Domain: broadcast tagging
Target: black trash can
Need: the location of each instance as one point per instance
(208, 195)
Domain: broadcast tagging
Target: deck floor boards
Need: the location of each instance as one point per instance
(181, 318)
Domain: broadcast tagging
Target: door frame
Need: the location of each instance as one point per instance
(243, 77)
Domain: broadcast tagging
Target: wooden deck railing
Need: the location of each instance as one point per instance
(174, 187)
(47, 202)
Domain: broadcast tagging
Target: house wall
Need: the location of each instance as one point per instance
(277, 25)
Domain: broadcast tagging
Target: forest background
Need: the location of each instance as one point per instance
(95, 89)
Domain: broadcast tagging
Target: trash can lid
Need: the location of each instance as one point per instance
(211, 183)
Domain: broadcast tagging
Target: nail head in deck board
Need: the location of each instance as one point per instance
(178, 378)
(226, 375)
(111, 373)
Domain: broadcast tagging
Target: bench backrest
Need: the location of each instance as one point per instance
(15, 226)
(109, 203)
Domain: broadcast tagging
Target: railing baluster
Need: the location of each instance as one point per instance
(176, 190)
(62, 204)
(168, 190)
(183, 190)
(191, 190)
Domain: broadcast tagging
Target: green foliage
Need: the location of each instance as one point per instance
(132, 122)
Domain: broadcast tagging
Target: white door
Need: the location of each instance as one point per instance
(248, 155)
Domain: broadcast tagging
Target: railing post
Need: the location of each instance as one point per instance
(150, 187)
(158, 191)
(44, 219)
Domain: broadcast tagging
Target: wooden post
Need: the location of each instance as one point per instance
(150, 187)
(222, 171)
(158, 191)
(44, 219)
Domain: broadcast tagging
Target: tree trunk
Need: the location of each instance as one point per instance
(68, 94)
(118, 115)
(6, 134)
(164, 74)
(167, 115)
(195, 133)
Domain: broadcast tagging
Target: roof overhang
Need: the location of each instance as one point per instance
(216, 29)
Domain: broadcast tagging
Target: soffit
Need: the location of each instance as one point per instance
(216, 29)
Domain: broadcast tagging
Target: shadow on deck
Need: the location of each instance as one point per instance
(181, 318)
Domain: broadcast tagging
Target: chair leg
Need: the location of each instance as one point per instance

> Problem to solve
Print the material above once more, exactly.

> Exercise solution
Domain: broadcast tagging
Target: black trash can
Need: the location of each instance as one point per instance
(208, 195)
Domain: broadcast tagging
Target: deck floor boards
Need: the location of each instance as one point per instance
(181, 318)
Domain: broadcast tagging
Target: door frame
Need: the location of each instance as one point per instance
(243, 77)
Domain: broadcast tagging
Target: wooden deck railing
Need: the location of each instance as one point per instance
(174, 187)
(47, 202)
Domain: broadcast tagging
Target: house wall
Need: the location of each instance as one point per instance
(277, 25)
Domain: broadcast tagging
Target: forest background
Need: the location of each instance as one point per instance
(95, 89)
Domain: broadcast tagging
Target: trash can lid
Need: the location of each instance as one point per instance
(211, 183)
Domain: broadcast tagging
Target: nail head in deck board
Need: the location of each instance as one point per instance
(178, 378)
(226, 375)
(111, 373)
Domain: broadcast tagging
Target: bench backrest
Need: the location of each instance as one point per instance
(15, 226)
(109, 203)
Domain: broadcast tagging
Target: railing baluster
Need: the location of each instance as one point per instance
(176, 190)
(62, 204)
(168, 190)
(183, 190)
(191, 190)
Domain: broadcast tagging
Target: green foliage
Need: the location of each instance as one point per instance
(132, 122)
Domain: broadcast tagging
Target: white door
Need: the location of each instance as one point per instance
(248, 155)
Domain: broadcast tagging
Target: railing post
Need: the location of each instance as one point per instance
(150, 187)
(158, 191)
(44, 219)
Domain: broadcast tagging
Target: wooden post
Need: the location of each instance as one point per instance
(150, 187)
(222, 171)
(158, 191)
(44, 219)
Domain: broadcast tagging
Target: tree trunk
Need: the location of each instance as one point per instance
(68, 94)
(118, 115)
(6, 134)
(164, 74)
(167, 115)
(195, 133)
Domain: broadcast tagging
Target: roof overhang
Need: the location of each instance as one point per instance
(216, 29)
Domain: broadcast tagging
Target: soffit
Need: the location of each instance as one point per instance
(216, 29)
Domain: broadcast tagging
Target: shadow on deck
Need: the location of each instance as one point per instance
(181, 318)
Domain: broadcast tagging
Target: chair leg
Need: the location of each instance as one point per instance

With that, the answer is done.